- _Exercices_
1. Dans le compte rendu de festival de blues, quel concours Laurence Jones a-t-il remporté à Londres en 2014 ?
2. Reprenez le compte rendu de festival de blues au point où il s'arrête et poursuivez-le.

- _Extrait du document_
◇ ◇ ◇ ◇ ◇ ◇ ◇

La suite n’en sera pas moins réjouissante puisque
c’est le jeune Laurence Jones qui vient s’installer
sur les planches. Vainqueur du 1er UK Blues Challenge à
Londres en 2014, finaliste à l’European Blues
Challenge en 2015, le chanteur et guitariste a depuis croisé
le fer avec les plus grands de ses pairs et de ses modèles
et quand bien même ce n’est pas
l’humilité qui l’étouffe, il
n’en reste pas moins une des valeurs montantes d’un
blues qui sait se renouveler et se donner par la même
occasion un grand coup de frais. Des compos qui tiennent
plutôt bien la route, quelques standards revus et
corrigés à la sauce british, voilà un
jeune artiste qui a les dents longues, qui sait ce qu’il veut
et qui se donne les moyens qu’il faut pour y
parvenir.
Le temps de partager le repas du soir avec les amis et nous
voilà tous réunis pour le premier concert sur la
grande scène. Deux écrans disposés sur
les côtés de la scène laissent imaginer
une grosse fête et c’est à
Lil’ Ed & The Blues Imperials de se charger de la
lancer. Du nblues de très gros calibre, c’est ce
que nous prépare le neveu du grand JB Hutto qui va ce soir
encore nous sortir le grand jeu avec une musique partagée
entre des morceaux originaux et quelques belles ficelles
appelées à accrocher solidement
l’ensemble. Un groupe au talent incommensurable pour
accompagner le mouvement et voilà le bluesman à
l’éternel sourire qui nous inonde de ses notes
mais aussi de sa joie de vivre et de sa bonne humeur.
Les jams se déclenchent généralement
en toute fin de soirée, celle de ce soir arrivera pourtant
avec la fin du concert des Blues Imperials et ce ne sont pas moins que
Shawn Holt à la guitare et Shakura S’Aida au chant
qui viendront rejoindre Lil’ Ed pour quelques beaux
classiques travaillés dans un mélange de
générosité et de feeling. Une pointe
d’émotion s’empare de
l’assistance et on se dit que si le reste du festival sort du
même tonneau (de Cahors), on risque bien d’en
prendre pour notre compte jusqu’à samedi soir !
La nuit a maintenant enveloppé l’Espace
Bessières et c’est maintenant à Ruthie
Foster de venir nous proposer une musique qui marche à deux
pas du blues et de la folk avec en prime quelques touches non
négligeables de jazz pour agrémenter le tout. Un
bassiste qui se la joue un peu à la Darryl Jones, excusez du
peu, un organiste qui n’hésite pas à
l’occasion à se saisir d’une mandoline,
un batteur qui se laisse parfois aller à jouer de la
cuillère, une chanteuse qui ne s’en laisse pas
conter et même quelques senteurs de cigarettes
arrangées pour finir d’installer la chose et nous
revoilà quelque part entre Cahors et Woodstock pour un show
qui séduira invariablement les amateurs de belles choses
acoustiques.

◇ ◇ ◇ ◇ ◇ ◇ ◇

Données d'ancrage de points dans l'image:

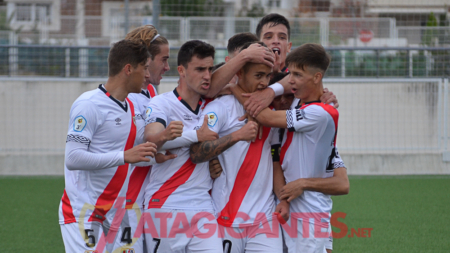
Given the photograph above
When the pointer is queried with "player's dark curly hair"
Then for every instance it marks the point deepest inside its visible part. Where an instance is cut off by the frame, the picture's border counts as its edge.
(236, 42)
(126, 52)
(273, 19)
(193, 48)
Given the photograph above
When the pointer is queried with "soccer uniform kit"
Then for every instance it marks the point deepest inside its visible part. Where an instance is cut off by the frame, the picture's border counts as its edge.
(138, 177)
(100, 129)
(177, 196)
(242, 194)
(309, 151)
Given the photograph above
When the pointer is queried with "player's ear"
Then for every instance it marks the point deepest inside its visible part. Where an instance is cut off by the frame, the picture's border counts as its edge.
(127, 69)
(318, 77)
(289, 47)
(181, 71)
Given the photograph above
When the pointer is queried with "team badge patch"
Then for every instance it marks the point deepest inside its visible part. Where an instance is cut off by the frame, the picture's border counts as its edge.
(212, 119)
(79, 124)
(148, 112)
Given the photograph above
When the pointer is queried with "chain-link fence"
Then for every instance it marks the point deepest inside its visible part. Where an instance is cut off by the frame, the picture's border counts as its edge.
(85, 62)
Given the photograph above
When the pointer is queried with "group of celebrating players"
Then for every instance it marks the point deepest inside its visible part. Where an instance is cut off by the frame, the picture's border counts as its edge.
(223, 163)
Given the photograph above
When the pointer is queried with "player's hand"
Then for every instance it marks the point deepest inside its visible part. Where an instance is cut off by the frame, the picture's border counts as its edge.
(204, 133)
(328, 97)
(257, 53)
(247, 117)
(282, 211)
(160, 157)
(138, 153)
(291, 190)
(248, 132)
(173, 130)
(215, 169)
(277, 63)
(257, 101)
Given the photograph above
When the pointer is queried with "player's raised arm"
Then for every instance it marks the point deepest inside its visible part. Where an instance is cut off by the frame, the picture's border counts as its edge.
(222, 76)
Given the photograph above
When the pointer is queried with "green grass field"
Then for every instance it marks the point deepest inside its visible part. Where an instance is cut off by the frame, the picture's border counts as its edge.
(406, 213)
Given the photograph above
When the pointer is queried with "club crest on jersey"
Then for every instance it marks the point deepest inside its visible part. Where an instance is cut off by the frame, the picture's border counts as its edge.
(148, 112)
(299, 114)
(212, 119)
(79, 124)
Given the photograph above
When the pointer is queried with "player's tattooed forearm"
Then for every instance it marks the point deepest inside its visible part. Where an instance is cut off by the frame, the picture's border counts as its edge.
(207, 150)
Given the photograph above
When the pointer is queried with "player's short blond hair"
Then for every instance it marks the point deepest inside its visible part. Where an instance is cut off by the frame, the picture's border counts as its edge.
(147, 34)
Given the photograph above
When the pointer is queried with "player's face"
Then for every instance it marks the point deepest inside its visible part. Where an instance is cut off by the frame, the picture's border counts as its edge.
(198, 74)
(283, 102)
(276, 38)
(303, 82)
(159, 65)
(138, 76)
(255, 77)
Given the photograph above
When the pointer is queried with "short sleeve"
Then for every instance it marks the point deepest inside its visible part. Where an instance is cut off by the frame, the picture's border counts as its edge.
(337, 161)
(157, 111)
(217, 116)
(304, 120)
(84, 120)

◇ ◇ ◇ ◇ ◇ ◇ ◇

- _Réponses aux exercices_
1. Le 1er UK Blues Challenge.

2.
Avec beaucoup de sensibilité et de savoir-faire, Ruthie
Foster accompagnera l’assistance vers les
premières heures du lendemain et c’est avec un
final a-capella qu’elle terminera de se mettre le public
durablement dans la poche. Le Cahors Blues Festival 2015 a connu sa
première grande soirée à
Bessières et cela nous en promet quelques autres pour les
jours qui viennent
!
Jeudi 16 juillet :
La météo nous l’avait promis, nous
sommes aujourd’hui au sommet de la canicule avec des
températures à l’ombre qui tournent
entre 40° et 42°, et toujours ce petit vent chaud qui
dessèche les corps et use les esprits … On se
fait donc la découverte locale « à la
fraîche » en empruntant le Chemin de la Chartreuse
pour rejoindre le fameux Pont Valentré et immortaliser
quelques pierres historiques en attendant les premières
activités bluesistiques du jour.
C’est finalement à 10 heures précises
que nous retrouvons Shakura S’Aida pour une visite
à l’Hôpital de Cahors,
l’occasion pour elle d’aller à la
rencontre des patients mais aussi d’une équipe
soignante visiblement ravie de l’avoir dans les locaux,
d’autant que la délicieuse chanteuse et son
guitariste Paige Armstrong vont rejoindre le patio et se lancer dans
quelques morceaux à partager en parfaite
convivialité, des chansons pour lesquelles on tape dans ses
mains, on chante ou on danse, que l’on ait quelques jours
comme ce nouveau-né qui partage l’instant et
assiste à son premier concert de blues où que
l’on soit plus avancé en âge et que
l’on en ait déjà vu d’autres.
De l’émotion, du cœur et de
l’âme, la marraine de ce 34ème Cahors
Blues Festival nous a encore donné une fois encore une
grande leçon de vie ce matin.
Le temps de retrouver la dream team Zicazic et les copains du blues
pour le traditionnel déjeuner au Mephisto et nous
voilà à nouveau sur la route pour nous rendre
à Saint-Cirq-Lapopie et y découvrir un des
villages préférés des touristes mais
aussi l’European Blues Expo, quatrième du nom,
où nous avons l’honneur d’avoir quelques
clichés exposés au milieu de ceux de quelques
références européennes comme Aigars
Lapsa ou encore Pertti Nurmi ! Un véritable bonheur que
celui de retrouver les artistes qui nous ont fait vibrer lors des cinq
premiers European Blues Challenge dans un endroit magnifique et autant
fréquenté par le public.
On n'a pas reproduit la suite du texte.